--- START READING TEXT ---

As tuc repeatedly reminds us, it was not the existing Regulations that were the problem, but simply that they were deliberately suborned in accordance with orders from the highest levels! Better to get back to enforcing them, you would have thought, before completely and continuously revising them. Unbelievably the dilemma is that many of the Regulations were pulped even as those who were experienced in their implementation were sacked. So the MAA finds itself with a barren wasteland but, like many an RAF Board of Inquiry before them, under strict orders not to ask why.
If this were but a case of blundering staffing bogged down in endless paperwork one could sympathise but shrug it off with a "Well, what can you do?". But this is aviation and it doesn't tolerate such fatalism. 62 people have died in UK Military Air Accidents featured in this forum alone. The real total is almost certainly very much higher, but we shall never know because they were investigated by the very operator that suffered them.
Airworthiness related Military Air Accidents will go on happening, and the death-toll will go on rising, because the Regulator, the Operator, and the Investigator, are one and the same. Both Regulation and Investigation are as prone to unwarranted interference as ever, no matter what the sign says at the gate.

--- END READING TEXT ---
--- START DATA EXTRACT ---

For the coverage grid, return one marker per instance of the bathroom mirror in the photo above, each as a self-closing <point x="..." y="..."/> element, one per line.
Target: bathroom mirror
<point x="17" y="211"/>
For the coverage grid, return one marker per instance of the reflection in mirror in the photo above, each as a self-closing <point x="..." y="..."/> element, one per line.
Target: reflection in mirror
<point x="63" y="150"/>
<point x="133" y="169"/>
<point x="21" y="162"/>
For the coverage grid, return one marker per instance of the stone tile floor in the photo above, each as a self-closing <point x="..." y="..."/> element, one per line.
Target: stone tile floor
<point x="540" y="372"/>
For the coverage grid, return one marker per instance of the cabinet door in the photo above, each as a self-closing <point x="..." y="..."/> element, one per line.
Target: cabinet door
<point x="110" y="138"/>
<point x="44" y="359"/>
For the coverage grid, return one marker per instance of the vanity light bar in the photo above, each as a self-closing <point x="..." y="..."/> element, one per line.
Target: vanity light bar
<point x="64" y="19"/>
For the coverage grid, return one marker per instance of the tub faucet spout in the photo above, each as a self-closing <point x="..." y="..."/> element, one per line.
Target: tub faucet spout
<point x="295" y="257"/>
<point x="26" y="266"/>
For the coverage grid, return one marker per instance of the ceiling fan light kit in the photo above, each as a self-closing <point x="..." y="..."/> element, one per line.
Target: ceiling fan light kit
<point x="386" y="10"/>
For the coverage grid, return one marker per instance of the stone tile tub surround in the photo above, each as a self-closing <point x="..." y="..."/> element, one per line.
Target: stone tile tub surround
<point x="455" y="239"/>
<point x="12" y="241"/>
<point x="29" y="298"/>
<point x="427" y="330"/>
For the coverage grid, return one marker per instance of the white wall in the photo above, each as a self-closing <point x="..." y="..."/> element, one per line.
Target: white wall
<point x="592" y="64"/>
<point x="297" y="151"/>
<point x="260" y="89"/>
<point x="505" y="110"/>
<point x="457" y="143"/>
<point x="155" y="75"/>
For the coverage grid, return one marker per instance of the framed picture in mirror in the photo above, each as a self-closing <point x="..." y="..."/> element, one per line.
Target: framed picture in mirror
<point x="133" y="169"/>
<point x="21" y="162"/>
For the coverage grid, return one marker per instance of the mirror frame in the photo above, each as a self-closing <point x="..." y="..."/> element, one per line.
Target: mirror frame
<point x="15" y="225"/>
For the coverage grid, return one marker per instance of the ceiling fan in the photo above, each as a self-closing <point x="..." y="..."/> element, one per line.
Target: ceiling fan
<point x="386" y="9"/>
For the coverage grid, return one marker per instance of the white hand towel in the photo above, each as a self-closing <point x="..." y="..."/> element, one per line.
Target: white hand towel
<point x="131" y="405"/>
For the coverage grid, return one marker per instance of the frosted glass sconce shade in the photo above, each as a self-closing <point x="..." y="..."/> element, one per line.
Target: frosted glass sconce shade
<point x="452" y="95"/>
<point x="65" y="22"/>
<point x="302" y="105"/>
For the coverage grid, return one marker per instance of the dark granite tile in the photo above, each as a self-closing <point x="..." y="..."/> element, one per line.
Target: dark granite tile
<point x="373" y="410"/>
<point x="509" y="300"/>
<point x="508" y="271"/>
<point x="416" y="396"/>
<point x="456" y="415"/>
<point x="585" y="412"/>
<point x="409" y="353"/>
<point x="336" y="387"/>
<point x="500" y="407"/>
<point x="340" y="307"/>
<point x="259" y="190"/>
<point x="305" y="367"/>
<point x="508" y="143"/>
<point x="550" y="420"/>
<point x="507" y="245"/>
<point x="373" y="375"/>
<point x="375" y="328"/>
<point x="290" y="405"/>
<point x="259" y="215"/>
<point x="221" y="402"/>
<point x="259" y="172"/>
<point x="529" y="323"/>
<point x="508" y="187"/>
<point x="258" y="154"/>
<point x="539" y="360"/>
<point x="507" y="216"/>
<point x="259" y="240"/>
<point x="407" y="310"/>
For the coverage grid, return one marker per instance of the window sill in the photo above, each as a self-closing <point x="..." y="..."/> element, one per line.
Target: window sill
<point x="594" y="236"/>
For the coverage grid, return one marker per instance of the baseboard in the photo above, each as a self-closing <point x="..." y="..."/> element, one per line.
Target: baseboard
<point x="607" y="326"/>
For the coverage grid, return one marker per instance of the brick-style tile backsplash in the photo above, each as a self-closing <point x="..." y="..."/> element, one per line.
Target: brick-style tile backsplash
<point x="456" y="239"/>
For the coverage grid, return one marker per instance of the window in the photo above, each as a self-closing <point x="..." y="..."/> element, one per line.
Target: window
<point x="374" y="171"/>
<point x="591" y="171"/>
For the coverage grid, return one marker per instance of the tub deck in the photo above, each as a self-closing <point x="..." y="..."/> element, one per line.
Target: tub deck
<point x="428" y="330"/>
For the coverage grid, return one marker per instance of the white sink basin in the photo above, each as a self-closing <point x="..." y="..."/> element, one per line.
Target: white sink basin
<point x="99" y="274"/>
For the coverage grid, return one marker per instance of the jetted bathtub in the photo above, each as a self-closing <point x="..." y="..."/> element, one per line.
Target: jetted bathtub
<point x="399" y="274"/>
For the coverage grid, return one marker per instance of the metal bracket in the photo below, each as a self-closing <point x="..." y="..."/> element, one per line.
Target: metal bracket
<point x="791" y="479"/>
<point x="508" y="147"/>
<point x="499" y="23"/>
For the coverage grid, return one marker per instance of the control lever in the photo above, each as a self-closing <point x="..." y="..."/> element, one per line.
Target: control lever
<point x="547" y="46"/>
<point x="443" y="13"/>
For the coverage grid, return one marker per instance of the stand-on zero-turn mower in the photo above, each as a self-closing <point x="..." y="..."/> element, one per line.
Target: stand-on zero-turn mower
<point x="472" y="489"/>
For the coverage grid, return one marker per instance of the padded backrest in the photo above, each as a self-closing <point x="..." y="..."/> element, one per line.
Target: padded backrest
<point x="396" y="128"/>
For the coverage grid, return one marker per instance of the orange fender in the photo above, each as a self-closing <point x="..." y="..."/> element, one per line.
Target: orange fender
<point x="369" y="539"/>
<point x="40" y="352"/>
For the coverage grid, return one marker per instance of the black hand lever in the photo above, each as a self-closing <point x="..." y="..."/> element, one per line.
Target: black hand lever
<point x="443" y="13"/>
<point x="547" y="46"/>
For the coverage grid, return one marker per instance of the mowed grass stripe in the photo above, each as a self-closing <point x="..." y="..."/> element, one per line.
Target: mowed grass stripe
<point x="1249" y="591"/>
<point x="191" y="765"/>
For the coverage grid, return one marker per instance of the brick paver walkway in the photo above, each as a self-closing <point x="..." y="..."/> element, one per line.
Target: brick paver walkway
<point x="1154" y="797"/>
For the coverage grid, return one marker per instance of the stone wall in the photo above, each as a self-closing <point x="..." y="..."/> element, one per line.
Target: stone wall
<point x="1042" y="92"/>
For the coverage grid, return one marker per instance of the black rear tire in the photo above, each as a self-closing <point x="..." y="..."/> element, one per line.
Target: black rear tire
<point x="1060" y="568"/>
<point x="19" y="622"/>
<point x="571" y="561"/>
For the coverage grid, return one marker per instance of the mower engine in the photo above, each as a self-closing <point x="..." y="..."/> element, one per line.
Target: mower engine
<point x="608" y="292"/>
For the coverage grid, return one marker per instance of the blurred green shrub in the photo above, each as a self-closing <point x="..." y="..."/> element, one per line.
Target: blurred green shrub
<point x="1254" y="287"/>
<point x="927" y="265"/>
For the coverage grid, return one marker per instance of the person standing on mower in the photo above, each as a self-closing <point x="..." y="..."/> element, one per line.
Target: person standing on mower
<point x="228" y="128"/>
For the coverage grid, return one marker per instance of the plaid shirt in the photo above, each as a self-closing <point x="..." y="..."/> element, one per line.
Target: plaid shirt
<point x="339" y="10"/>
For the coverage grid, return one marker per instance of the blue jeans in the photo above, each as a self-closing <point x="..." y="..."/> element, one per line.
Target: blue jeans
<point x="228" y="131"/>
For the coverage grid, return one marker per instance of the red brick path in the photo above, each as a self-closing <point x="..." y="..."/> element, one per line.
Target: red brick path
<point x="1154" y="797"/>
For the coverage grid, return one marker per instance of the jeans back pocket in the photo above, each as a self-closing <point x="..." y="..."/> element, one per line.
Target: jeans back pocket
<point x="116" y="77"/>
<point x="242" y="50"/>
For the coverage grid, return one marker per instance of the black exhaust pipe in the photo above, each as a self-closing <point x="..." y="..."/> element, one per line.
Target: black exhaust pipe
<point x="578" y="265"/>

--- END DATA EXTRACT ---

INSTRUCTION 1:
Please transcribe the passage on military aviation regulation, starting at "If this were" and ending at "at the gate.".
INSTRUCTION 2:
Pull out each line of the records that contains the string "zero", treating uppercase and lowercase as different.
The passage and the records come from separate sources.

EXPECTED ANSWER 1:
If this were but a case of blundering staffing bogged down in endless paperwork one could sympathise but shrug it off with a "Well, what can you do?". But this is aviation and it doesn't tolerate such fatalism. 62 people have died in UK Military Air Accidents featured in this forum alone. The real total is almost certainly very much higher, but we shall never know because they were investigated by the very operator that suffered them.
Airworthiness related Military Air Accidents will go on happening, and the death-toll will go on rising, because the Regulator, the Operator, and the Investigator, are one and the same. Both Regulation and Investigation are as prone to unwarranted interference as ever, no matter what the sign says at the gate.

EXPECTED ANSWER 2:
For the coverage grid, return one marker per instance of the stand-on zero-turn mower in the photo above, each as a self-closing <point x="..." y="..."/> element, one per line.
Target: stand-on zero-turn mower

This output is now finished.